--- Prompt ---
Please copy the data exactly as it stands, minus the images.

++++ Recorded information

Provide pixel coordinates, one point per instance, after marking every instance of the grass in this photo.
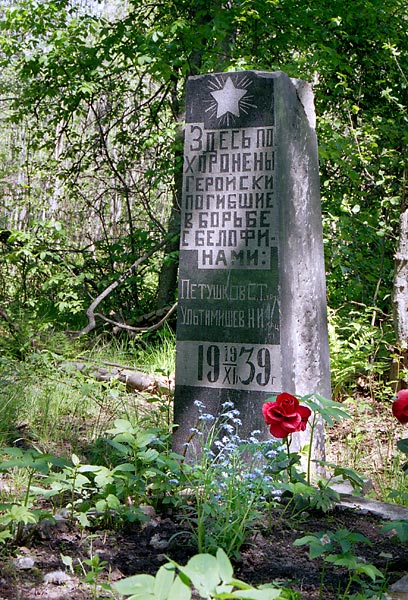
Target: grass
(48, 403)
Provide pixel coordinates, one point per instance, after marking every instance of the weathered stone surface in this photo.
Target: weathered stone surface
(252, 303)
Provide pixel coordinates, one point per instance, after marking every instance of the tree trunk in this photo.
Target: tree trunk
(400, 305)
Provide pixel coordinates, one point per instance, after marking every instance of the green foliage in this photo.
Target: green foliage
(211, 576)
(228, 481)
(398, 528)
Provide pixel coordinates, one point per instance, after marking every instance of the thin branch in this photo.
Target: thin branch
(139, 329)
(90, 313)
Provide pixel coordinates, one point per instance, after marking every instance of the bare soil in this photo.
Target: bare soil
(268, 556)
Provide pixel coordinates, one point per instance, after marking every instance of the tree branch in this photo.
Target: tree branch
(90, 313)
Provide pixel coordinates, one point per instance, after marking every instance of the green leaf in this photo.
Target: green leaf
(264, 594)
(400, 528)
(369, 570)
(179, 590)
(141, 586)
(224, 566)
(403, 445)
(163, 581)
(202, 571)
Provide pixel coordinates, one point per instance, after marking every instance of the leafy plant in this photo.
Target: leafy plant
(211, 576)
(227, 481)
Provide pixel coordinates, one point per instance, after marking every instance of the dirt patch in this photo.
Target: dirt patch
(269, 555)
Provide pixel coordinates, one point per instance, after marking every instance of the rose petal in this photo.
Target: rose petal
(400, 407)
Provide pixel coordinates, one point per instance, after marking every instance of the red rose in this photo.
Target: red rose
(285, 415)
(400, 407)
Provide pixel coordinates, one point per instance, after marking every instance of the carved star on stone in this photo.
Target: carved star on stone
(228, 98)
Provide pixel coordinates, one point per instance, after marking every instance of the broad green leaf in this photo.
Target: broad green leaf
(403, 445)
(400, 528)
(202, 571)
(136, 585)
(370, 570)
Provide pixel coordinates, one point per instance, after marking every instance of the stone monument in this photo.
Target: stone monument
(252, 301)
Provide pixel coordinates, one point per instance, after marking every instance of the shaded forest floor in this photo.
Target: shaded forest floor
(35, 569)
(269, 555)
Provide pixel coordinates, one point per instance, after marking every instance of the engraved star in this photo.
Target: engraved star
(228, 98)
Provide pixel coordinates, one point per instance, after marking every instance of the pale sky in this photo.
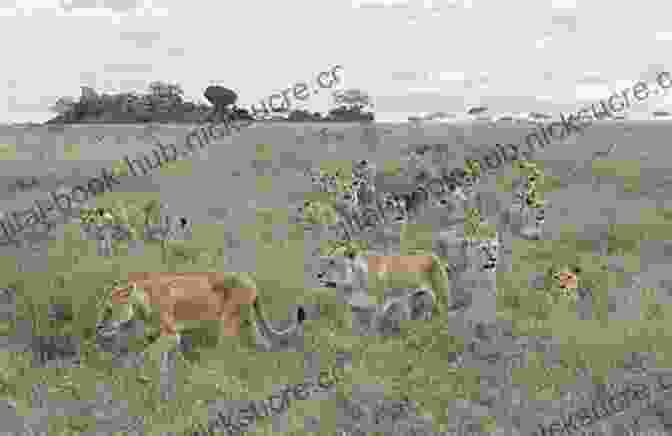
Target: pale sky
(412, 57)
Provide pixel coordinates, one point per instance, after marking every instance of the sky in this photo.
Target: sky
(412, 57)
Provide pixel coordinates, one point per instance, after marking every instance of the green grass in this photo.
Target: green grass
(232, 369)
(548, 183)
(629, 171)
(7, 152)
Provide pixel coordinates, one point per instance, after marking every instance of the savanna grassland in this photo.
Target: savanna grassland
(240, 194)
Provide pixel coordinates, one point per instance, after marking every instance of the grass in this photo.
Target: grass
(628, 171)
(71, 152)
(507, 180)
(232, 369)
(7, 152)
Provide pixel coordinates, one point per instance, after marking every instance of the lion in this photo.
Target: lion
(363, 271)
(174, 302)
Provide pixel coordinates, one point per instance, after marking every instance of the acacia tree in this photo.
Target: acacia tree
(352, 99)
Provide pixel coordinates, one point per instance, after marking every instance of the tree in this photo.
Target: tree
(478, 110)
(166, 90)
(221, 98)
(352, 99)
(63, 105)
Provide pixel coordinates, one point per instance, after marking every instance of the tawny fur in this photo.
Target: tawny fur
(190, 296)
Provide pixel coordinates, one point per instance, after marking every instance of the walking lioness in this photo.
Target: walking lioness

++++++++

--- Output for this task ---
Provide pixel coordinates, one point per instance, after marking every instance of the grass in this photo.
Target: grass
(48, 403)
Provide pixel coordinates, one point per instance, after marking every instance of the weathered stone surface in this photo.
Target: weathered stone surface
(252, 303)
Provide pixel coordinates, one point per instance, after marking every instance of the tree trunk in this photo.
Target: tree trunk
(400, 305)
Provide pixel coordinates, one point per instance, after marking every instance of the green foliage in this photo.
Target: green foliage
(211, 576)
(228, 481)
(398, 528)
Provide pixel coordinates, one point per instance, after marking every instance of the thin branch in this photo.
Target: thin branch
(139, 329)
(90, 313)
Provide pixel coordinates, one point per instance, after marking every instance of the bare soil in this photo.
Target: bare soil
(268, 556)
Provide pixel coordinates, one point per instance, after marking every instance of the tree branch in this photo.
Target: tree branch
(90, 313)
Provide pixel coordinates, one point per instance, after marking every instance of the green leaf in this photo.
Target: green leaf
(264, 594)
(400, 528)
(369, 570)
(179, 590)
(141, 586)
(224, 566)
(403, 445)
(163, 581)
(202, 571)
Provide pixel coordinates, one point per instance, after marking every instance of the leafy plant in this photo.
Target: leafy plant
(211, 576)
(227, 481)
Provide pixel coordinates, one point per instance, after marking every instance of the dirt patch in this photo.
Target: dirt patch
(269, 555)
Provide pixel coordinates, one point per instance, after marking every instance of the rose petal in this photo.
Target: rose petal
(400, 407)
Provide pixel coordinates, one point per instance, after marking every instance of the red rose in this photo.
Target: red rose
(285, 415)
(400, 407)
Provide pixel coordinates, one point per instance, after marking every instance of the carved star on stone in this photo.
Target: carved star on stone
(228, 98)
Provide pixel coordinates, one point per instance, after marking every instance of the broad green leaf in this photo.
Target: broad green leaf
(403, 445)
(400, 528)
(202, 571)
(136, 585)
(370, 570)
Provide pixel coordinates, one point per instance, after marking every instance of the stone monument in this photo.
Target: stone monument
(252, 301)
Provide pixel coordinates, one point per instance, after marking every instance of the shaded forest floor in this photo.
Target: shaded forest floor
(35, 569)
(269, 555)
Provide pixel coordinates, one point per instance, after marking every instance of the engraved star in this photo.
Target: engraved star
(228, 98)
Provide pixel coordinates, one point per instance, after marking every instance of the pale sky in this photo.
Target: pale sky
(412, 57)
Provide pixel coordinates, one point per instance, after marking every instance of the sky in this photo.
Target: sky
(412, 57)
Provide pixel coordinates, one point per instance, after marking every instance of the green grass in this photo.
Target: green grass
(232, 369)
(548, 183)
(629, 171)
(7, 152)
Provide pixel coordinates, one point per instance, after marking every instance of the savanna grassland in this photo.
Target: savanna grassland
(240, 194)
Provide pixel coordinates, one point per instance, after marking every instance of the grass in this photo.
Target: grass
(628, 171)
(71, 152)
(507, 180)
(232, 369)
(7, 152)
Provide pixel coordinates, one point per instance, after marking every instance of the lion in this photo.
Target: lion
(363, 271)
(174, 302)
Provide pixel coordinates, one point per instance, after marking every instance of the acacia tree in this photo.
Target: acacia tree
(352, 99)
Provide pixel coordinates, one point per instance, after marking every instance of the tree in this photo.
Target: tree
(478, 110)
(166, 90)
(221, 98)
(352, 99)
(63, 105)
Provide pixel coordinates, one point per instance, after marking every instance of the tawny fur in this photo.
Target: tawny fur
(190, 296)
Provide pixel coordinates, one point per instance, after marking every instance of the walking lioness in this photo.
Target: walking lioness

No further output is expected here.